Turn everything from the start of the items through the line containing "[(571, 108)]", both ends included, into a numbered list, leaving out any blank lines.

==*==

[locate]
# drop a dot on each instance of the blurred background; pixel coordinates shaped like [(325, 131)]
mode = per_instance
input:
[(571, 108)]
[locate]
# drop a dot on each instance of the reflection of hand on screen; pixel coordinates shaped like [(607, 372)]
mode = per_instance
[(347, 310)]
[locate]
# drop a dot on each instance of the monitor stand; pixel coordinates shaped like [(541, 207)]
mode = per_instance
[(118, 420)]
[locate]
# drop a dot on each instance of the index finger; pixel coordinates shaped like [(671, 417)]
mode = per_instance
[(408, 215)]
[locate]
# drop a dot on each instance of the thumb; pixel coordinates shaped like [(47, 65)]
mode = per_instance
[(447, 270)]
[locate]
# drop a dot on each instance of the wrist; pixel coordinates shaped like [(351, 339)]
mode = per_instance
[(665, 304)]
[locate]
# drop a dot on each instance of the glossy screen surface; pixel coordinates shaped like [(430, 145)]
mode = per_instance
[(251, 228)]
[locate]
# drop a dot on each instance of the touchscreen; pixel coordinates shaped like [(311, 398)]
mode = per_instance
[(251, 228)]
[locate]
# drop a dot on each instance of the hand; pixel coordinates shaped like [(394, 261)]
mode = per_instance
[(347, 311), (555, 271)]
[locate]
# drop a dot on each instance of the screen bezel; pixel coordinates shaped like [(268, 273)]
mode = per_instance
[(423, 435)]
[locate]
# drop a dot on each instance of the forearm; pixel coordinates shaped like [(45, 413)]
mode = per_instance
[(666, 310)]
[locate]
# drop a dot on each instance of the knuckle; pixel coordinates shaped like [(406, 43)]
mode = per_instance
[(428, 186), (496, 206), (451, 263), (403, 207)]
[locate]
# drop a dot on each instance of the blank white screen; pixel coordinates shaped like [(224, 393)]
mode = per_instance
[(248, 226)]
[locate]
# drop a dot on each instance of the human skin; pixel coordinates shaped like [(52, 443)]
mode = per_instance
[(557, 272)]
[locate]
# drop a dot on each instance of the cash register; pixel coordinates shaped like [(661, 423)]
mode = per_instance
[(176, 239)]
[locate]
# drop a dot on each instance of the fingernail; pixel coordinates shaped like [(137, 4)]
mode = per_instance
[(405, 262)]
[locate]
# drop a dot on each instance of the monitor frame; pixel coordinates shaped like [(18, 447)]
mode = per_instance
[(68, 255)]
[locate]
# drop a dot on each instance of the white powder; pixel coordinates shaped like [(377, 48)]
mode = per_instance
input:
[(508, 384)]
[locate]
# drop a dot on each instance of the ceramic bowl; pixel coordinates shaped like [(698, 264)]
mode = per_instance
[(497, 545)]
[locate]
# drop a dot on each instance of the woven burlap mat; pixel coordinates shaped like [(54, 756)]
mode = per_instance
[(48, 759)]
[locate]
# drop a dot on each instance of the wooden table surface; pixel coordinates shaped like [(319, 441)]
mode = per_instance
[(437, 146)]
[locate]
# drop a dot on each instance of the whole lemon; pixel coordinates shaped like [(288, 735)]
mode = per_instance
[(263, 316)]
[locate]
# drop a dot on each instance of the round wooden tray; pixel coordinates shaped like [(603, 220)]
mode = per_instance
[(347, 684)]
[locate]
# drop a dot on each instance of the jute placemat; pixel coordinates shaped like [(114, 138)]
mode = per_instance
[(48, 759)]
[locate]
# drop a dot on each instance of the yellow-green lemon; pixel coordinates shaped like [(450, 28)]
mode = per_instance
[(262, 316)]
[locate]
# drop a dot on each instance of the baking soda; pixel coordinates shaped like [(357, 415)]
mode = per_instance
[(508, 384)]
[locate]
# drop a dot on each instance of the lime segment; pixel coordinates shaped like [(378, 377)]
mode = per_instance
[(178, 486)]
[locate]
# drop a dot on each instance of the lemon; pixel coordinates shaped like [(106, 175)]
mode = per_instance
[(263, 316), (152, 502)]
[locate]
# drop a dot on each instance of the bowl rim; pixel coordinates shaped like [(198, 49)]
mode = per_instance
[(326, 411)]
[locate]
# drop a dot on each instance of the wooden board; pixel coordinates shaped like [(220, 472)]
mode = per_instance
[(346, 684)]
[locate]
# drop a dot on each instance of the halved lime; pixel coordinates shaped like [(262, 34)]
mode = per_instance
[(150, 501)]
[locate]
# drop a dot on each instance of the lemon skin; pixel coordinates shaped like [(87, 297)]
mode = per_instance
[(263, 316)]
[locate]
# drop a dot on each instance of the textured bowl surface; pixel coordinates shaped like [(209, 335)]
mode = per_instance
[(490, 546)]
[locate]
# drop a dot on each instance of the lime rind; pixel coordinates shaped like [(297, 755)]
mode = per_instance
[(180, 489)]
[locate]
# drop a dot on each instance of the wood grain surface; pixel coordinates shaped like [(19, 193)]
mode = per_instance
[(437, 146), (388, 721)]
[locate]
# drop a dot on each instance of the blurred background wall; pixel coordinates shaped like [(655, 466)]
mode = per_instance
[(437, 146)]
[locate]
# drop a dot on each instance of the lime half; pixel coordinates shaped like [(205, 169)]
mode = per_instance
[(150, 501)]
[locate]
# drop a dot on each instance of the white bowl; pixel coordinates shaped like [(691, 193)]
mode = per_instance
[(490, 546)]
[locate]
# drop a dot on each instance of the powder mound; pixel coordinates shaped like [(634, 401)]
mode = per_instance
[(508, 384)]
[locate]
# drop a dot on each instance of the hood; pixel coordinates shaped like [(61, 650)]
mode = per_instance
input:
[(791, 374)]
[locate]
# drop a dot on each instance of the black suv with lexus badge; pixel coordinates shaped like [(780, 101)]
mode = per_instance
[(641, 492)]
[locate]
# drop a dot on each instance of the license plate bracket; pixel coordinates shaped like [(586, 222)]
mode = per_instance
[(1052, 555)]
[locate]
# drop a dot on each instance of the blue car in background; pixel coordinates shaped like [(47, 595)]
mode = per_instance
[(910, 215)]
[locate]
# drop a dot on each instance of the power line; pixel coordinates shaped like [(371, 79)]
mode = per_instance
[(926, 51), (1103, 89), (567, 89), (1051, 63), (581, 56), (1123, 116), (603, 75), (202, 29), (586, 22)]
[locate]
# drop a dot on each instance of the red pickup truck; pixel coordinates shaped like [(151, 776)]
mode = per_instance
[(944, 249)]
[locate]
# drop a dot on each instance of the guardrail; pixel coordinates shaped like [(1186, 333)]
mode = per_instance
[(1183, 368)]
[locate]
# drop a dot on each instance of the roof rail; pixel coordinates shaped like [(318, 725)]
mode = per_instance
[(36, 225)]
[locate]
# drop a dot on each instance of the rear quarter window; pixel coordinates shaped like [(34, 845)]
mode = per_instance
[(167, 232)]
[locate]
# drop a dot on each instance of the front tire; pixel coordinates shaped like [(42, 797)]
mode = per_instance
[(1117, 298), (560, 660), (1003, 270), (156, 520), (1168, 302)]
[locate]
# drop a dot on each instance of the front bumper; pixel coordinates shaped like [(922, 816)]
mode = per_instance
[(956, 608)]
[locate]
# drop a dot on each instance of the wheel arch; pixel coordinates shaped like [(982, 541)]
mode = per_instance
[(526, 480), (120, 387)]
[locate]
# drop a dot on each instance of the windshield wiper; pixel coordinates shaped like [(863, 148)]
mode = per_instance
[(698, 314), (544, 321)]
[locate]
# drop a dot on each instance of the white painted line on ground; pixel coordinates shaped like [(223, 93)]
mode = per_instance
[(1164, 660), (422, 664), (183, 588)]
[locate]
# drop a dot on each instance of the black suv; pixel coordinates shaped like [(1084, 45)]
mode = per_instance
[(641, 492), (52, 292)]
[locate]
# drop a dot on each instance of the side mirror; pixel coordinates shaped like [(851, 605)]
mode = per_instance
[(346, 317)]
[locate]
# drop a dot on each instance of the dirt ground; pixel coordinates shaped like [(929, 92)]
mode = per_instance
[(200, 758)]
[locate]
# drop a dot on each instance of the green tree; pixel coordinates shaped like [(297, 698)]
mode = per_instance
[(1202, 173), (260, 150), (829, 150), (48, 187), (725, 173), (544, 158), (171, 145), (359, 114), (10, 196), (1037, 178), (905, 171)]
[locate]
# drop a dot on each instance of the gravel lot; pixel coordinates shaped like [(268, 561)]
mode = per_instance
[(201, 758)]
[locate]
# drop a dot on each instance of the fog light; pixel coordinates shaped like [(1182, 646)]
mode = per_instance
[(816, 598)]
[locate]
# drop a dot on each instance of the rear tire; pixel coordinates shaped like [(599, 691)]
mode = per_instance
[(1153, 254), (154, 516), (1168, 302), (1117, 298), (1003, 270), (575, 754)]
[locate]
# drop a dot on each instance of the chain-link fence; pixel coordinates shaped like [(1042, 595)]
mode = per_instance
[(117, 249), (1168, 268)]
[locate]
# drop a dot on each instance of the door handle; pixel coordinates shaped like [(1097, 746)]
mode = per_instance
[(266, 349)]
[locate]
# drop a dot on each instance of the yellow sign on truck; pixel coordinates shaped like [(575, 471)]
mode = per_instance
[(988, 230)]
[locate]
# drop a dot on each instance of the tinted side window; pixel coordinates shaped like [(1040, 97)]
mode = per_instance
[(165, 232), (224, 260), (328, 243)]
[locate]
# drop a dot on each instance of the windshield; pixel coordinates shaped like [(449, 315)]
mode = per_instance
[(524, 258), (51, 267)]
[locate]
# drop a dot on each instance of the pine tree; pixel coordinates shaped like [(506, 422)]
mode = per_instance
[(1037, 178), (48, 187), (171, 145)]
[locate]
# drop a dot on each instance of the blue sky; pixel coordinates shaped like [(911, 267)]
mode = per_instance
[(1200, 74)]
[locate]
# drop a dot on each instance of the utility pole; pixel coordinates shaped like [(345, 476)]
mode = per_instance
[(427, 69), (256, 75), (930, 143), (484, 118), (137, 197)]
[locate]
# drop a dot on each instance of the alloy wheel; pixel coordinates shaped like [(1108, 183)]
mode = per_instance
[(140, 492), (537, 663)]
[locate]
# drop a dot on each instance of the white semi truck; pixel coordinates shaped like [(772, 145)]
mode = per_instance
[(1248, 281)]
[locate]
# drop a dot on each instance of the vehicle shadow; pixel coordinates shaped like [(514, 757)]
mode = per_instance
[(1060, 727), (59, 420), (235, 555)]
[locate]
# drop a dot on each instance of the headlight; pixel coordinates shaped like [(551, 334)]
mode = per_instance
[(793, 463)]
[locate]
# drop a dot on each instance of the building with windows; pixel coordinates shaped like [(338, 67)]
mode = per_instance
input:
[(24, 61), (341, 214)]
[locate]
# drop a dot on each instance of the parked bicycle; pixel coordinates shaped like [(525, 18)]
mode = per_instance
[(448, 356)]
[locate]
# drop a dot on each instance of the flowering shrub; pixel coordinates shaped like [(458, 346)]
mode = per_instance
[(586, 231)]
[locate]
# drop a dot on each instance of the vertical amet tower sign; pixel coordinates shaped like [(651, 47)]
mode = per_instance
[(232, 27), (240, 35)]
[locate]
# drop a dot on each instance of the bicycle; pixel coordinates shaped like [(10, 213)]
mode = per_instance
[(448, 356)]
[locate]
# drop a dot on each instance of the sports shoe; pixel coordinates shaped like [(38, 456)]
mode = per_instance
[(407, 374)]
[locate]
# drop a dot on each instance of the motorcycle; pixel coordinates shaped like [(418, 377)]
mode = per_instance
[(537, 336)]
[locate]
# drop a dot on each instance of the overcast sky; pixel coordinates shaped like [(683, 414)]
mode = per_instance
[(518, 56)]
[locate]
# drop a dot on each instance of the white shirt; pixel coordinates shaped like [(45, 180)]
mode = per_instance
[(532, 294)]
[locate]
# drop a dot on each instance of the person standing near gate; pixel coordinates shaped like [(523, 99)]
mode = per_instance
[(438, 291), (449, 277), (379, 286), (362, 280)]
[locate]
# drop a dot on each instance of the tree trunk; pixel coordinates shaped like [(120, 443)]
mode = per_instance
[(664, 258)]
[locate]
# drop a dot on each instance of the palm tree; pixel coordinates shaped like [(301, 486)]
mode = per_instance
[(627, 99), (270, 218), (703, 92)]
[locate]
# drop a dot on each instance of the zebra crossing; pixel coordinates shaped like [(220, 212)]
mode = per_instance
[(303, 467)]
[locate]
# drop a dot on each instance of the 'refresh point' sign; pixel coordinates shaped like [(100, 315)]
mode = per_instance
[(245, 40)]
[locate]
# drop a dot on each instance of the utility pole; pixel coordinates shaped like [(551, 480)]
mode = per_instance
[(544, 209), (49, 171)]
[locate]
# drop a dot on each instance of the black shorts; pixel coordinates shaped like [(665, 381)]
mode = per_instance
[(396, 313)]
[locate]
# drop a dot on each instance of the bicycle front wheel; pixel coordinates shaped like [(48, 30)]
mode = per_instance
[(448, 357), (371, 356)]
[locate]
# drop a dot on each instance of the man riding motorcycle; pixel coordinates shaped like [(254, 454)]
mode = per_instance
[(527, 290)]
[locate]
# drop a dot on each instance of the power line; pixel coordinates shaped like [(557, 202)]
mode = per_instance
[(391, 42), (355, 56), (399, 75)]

==*==

Written response =>
1. [locate]
2. # drop a dot on each instance of the blurred background; pixel coordinates shaped like [(325, 131)]
3. mode = per_instance
4. input:
5. [(571, 108)]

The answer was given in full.